→ **Task instructions**:
Please repeat the entries exactly as they appear and omit any images.

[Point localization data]
####################

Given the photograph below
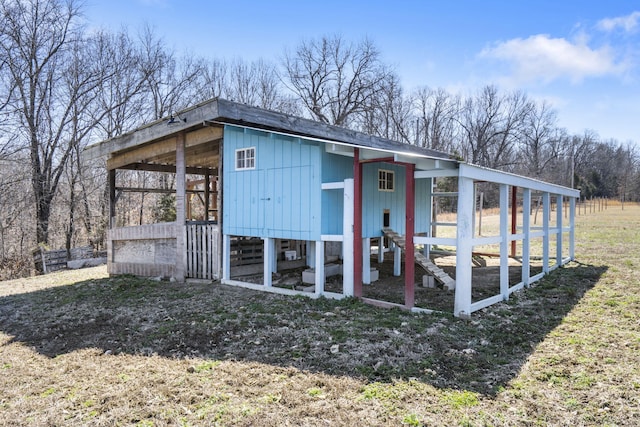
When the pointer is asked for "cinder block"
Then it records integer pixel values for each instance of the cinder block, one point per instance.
(428, 281)
(309, 275)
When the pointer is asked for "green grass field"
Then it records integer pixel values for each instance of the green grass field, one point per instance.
(79, 348)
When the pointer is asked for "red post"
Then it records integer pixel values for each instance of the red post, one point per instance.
(409, 253)
(514, 217)
(357, 224)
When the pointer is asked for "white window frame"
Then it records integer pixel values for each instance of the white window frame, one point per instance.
(245, 158)
(386, 180)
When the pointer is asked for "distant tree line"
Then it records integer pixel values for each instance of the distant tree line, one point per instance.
(63, 87)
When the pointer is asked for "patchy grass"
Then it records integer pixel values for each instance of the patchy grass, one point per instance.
(79, 348)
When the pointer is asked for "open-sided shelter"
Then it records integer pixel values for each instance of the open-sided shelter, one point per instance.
(280, 178)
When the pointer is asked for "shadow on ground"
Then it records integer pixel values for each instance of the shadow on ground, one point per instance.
(345, 338)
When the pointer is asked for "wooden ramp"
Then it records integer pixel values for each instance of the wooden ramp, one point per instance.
(422, 260)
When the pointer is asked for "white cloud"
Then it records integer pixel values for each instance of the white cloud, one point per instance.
(540, 58)
(629, 23)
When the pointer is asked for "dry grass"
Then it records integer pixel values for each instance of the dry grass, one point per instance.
(78, 348)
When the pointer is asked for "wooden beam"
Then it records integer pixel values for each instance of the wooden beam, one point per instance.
(148, 152)
(152, 167)
(154, 190)
(112, 198)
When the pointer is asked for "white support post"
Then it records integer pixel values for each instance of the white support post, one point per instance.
(526, 240)
(311, 253)
(347, 239)
(546, 212)
(366, 261)
(319, 268)
(267, 254)
(226, 257)
(504, 241)
(397, 260)
(426, 251)
(181, 191)
(464, 247)
(274, 258)
(572, 230)
(559, 214)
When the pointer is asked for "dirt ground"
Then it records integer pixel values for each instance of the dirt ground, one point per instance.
(390, 288)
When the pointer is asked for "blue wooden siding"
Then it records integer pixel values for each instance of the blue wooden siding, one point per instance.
(335, 168)
(281, 196)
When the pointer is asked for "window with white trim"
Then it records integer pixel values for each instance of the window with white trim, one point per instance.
(385, 180)
(246, 158)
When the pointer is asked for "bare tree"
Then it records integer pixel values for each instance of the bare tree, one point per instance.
(490, 124)
(36, 37)
(389, 113)
(436, 112)
(170, 83)
(257, 83)
(334, 79)
(541, 140)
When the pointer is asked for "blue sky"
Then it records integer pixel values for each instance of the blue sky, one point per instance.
(581, 56)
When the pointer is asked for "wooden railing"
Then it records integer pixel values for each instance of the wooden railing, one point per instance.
(203, 250)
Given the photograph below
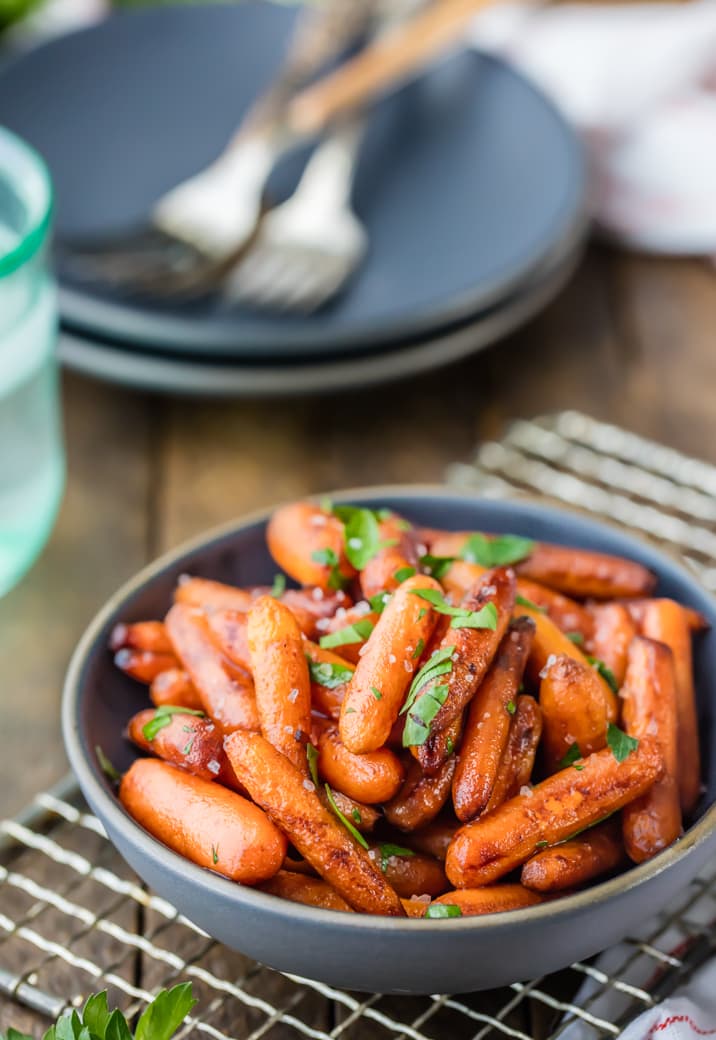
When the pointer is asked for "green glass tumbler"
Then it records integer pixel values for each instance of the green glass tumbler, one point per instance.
(31, 456)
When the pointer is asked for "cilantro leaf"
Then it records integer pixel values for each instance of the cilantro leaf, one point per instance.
(162, 717)
(326, 674)
(443, 910)
(497, 551)
(620, 744)
(344, 821)
(357, 632)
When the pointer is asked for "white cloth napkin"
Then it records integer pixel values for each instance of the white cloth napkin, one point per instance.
(639, 82)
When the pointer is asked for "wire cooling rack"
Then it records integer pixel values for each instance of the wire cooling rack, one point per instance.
(74, 918)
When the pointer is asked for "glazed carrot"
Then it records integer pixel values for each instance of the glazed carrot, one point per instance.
(283, 687)
(487, 728)
(310, 891)
(469, 652)
(292, 803)
(569, 801)
(228, 700)
(330, 675)
(308, 544)
(144, 665)
(612, 632)
(141, 635)
(382, 572)
(187, 741)
(410, 875)
(420, 798)
(666, 622)
(205, 823)
(174, 686)
(649, 709)
(383, 674)
(574, 716)
(514, 771)
(571, 863)
(491, 899)
(373, 778)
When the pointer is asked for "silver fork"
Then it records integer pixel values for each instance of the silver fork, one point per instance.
(308, 247)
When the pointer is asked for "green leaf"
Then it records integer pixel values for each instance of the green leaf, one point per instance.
(344, 821)
(499, 551)
(162, 717)
(165, 1013)
(387, 850)
(570, 756)
(312, 756)
(437, 567)
(279, 586)
(443, 910)
(619, 743)
(96, 1014)
(357, 632)
(326, 674)
(106, 767)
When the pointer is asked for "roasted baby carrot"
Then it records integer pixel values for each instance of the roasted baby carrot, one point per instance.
(666, 622)
(292, 803)
(571, 863)
(203, 822)
(486, 731)
(376, 693)
(558, 807)
(654, 821)
(373, 778)
(281, 679)
(228, 700)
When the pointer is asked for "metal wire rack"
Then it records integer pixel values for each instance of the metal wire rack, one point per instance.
(74, 918)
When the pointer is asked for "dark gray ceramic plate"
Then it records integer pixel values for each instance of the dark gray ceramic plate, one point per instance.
(466, 179)
(351, 951)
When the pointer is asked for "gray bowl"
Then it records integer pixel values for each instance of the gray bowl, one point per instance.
(352, 951)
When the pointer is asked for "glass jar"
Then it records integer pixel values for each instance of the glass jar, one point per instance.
(31, 457)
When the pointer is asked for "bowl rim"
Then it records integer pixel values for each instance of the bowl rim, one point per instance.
(247, 898)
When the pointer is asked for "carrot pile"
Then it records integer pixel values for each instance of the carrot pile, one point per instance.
(434, 724)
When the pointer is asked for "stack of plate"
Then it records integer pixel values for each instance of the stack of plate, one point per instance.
(470, 185)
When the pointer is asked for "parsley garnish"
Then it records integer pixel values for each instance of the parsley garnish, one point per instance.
(571, 755)
(162, 717)
(436, 566)
(326, 674)
(620, 744)
(443, 910)
(357, 632)
(499, 551)
(486, 617)
(279, 586)
(344, 821)
(388, 850)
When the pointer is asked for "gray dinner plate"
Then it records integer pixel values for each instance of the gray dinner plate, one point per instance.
(467, 177)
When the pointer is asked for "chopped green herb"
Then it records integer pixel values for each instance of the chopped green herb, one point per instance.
(530, 604)
(357, 632)
(497, 551)
(326, 674)
(443, 910)
(388, 850)
(570, 756)
(620, 744)
(605, 672)
(162, 717)
(106, 767)
(344, 821)
(279, 586)
(312, 757)
(436, 566)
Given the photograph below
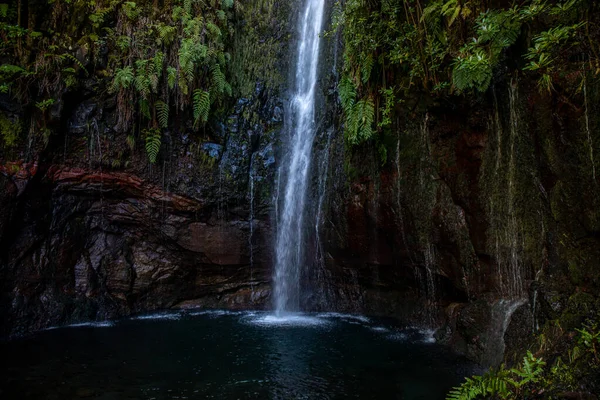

####################

→ **Response**:
Given the photograph below
When the pointer is asked for "cinder block"
Then it records integer pixel values for each instance of the cinder block, one point per instance.
(428, 281)
(309, 275)
When the pointer is asked for "green grass field"
Then it records integer pixel values for each instance of the green grass field, one point per instance.
(79, 348)
When the pointer is asked for "red post"
Then it records integer pixel values for each instance of the red post, one point per instance.
(409, 253)
(514, 217)
(357, 224)
When the pointer is asked for "white window frame"
Then it records integer pixel values for each instance of the white window frame, one point per instance.
(245, 158)
(386, 180)
When the pointer is asked for "distant tree line"
Then it records integer pixel values for each instance of the distant tree line, one point per instance.
(63, 87)
When the pointer is asked for "patchy grass"
Then it records integer pixel values for each instance of the patchy grass, one point per instance.
(79, 348)
When the pointer is asked for "open-sided shelter"
Then it records integer pixel values for each instance of the open-sided shelter, one point per instance.
(280, 178)
When the pointer is asked for "shadow on ground"
Then it records integer pixel values for each instance of the shadow on ground, one point per instance.
(345, 338)
When the pointer is asked for "wooden ramp"
Then it records integer pixel values for each instance of the wooden ramp, one point per instance.
(422, 260)
When the pointer is asked for "white cloud"
Then it records integer pixel values for each instance of the white cloud, one point per instance.
(540, 58)
(629, 23)
When the pointer is asked for "dry grass"
Then it records integer pixel values for each instance of the dry grass, one point per instance.
(78, 348)
When the pointer is asked for "wooden beam"
Then it records integer pixel values for each instance of the wooden beam, one point per instance.
(148, 152)
(152, 167)
(154, 190)
(112, 198)
When the pointer is asked for "white support post"
Then it records integer pixel values for each instance of the white support post, one point per instance.
(526, 240)
(311, 253)
(347, 239)
(546, 212)
(366, 261)
(319, 268)
(267, 254)
(226, 257)
(504, 241)
(397, 260)
(426, 251)
(181, 191)
(464, 247)
(274, 258)
(572, 230)
(559, 214)
When the pointer is asked for "dirt ground"
Then it records integer pixel values for each instance of the dirt ground, one point per instance.
(390, 288)
When the pointer is asked for "blue wooden siding"
Then it records integer pixel values for each instance of the blue wooden siding, one point per instance.
(335, 168)
(281, 196)
When the pointer is asked for "window with white trim"
Then it records integer pixel values for each instance of the window with white trim, one point per instance.
(385, 180)
(246, 158)
When the pointer is asked for "bare tree"
Then it records integer pixel values for each instance of the bare tree, one point per instance.
(490, 124)
(36, 37)
(389, 113)
(436, 112)
(170, 83)
(257, 83)
(334, 79)
(541, 140)
When the pointer is asked for "blue sky"
Then it records integer pixel values for each instance of the blue sky, one point per instance.
(581, 56)
When the pointer is asked for "wooden railing"
Then it records integer pixel values for each instance of the wooden railing, one point per instance.
(203, 250)
Given the photograph below
When the pointer is asked for "green glass tumbler"
Then it records integer pixel values for each instance of the green glass tumbler, one point per instance.
(31, 456)
When the pointer is asked for "cilantro leaf"
Then it records integer pixel values for each instance of the cilantro leaf, one point per instance.
(162, 717)
(326, 674)
(443, 910)
(497, 551)
(620, 744)
(344, 821)
(357, 632)
When the pointer is asked for "white cloth napkin"
Then it records integer pixel values for each instance of the white cloth napkin, one point per instance.
(639, 82)
When the pointer is asked for "wire cooling rack"
Then it records integer pixel values for each instance of the wire cooling rack, one point per instance.
(74, 918)
When the pointer is asked for "glazed carrot"
Then it records integer pixel values for each instance of the glazed carrot, one point per instance.
(283, 687)
(487, 728)
(310, 891)
(469, 652)
(292, 803)
(569, 801)
(228, 700)
(330, 675)
(308, 544)
(144, 665)
(612, 632)
(141, 635)
(382, 572)
(187, 741)
(410, 875)
(420, 798)
(666, 622)
(205, 823)
(174, 686)
(649, 709)
(383, 674)
(574, 716)
(514, 771)
(571, 863)
(491, 899)
(373, 778)
When the pointer is asked for "silver fork"
Then it records integer pixel values for each instance of the silver fork, one point per instance.
(308, 247)
When the pointer is asked for "green leaf"
Then it records integer pixel values for each instance of the green leaf, one point per instance.
(344, 821)
(499, 551)
(162, 717)
(165, 1013)
(387, 850)
(570, 756)
(312, 756)
(437, 567)
(279, 586)
(443, 910)
(619, 743)
(96, 1014)
(357, 632)
(326, 674)
(106, 767)
When the pointer is asked for "roasted baby carrot"
Then it records integer pixel values for each instance of the roasted baby carrot, one point per instance.
(666, 622)
(292, 803)
(571, 863)
(203, 822)
(486, 731)
(376, 693)
(558, 807)
(654, 821)
(373, 778)
(281, 679)
(228, 700)
When the pointer is asked for "metal wire rack"
Then it records integer pixel values for each instance of the metal wire rack, one point per instance.
(74, 918)
When the pointer is asked for "dark gray ceramic plate"
Then it records integer pixel values for each instance of the dark gray ceramic plate, one point per instance.
(466, 179)
(351, 951)
When the pointer is asked for "gray bowl"
Then it records integer pixel values for each instance of the gray bowl, one point per instance.
(352, 951)
When the pointer is asked for "glass jar"
Then it records integer pixel values for each instance of the glass jar, one point per instance.
(31, 457)
When the pointer is asked for "bowl rim"
Then it records integer pixel values for each instance of the bowl rim, one point per instance.
(247, 898)
When the pointer is asked for "carrot pile"
Then it records integer pixel values for each instance of the carrot pile, one point per instance.
(434, 724)
When the pointer is asked for "stack of plate"
Then it records integer pixel values for each instance of the stack of plate, one point per instance.
(470, 185)
When the pointer is asked for "parsley garnish"
Then it records integer pixel values for each instance of the parsley garnish, one point per instance.
(571, 755)
(162, 717)
(436, 566)
(326, 674)
(620, 744)
(443, 910)
(357, 632)
(499, 551)
(486, 617)
(279, 586)
(344, 821)
(388, 850)
When the pointer is asked for "gray dinner plate"
Then it records integer pixel values for each instance of the gray dinner plate, one point per instance.
(467, 177)
When the pointer is asked for "chopped green herb"
Then it records integer pixel values for each instance of the chopped green herb, one point per instance.
(530, 604)
(357, 632)
(497, 551)
(326, 674)
(443, 910)
(388, 850)
(570, 756)
(620, 744)
(605, 672)
(162, 717)
(106, 767)
(344, 821)
(279, 586)
(312, 757)
(436, 566)
Given the photograph below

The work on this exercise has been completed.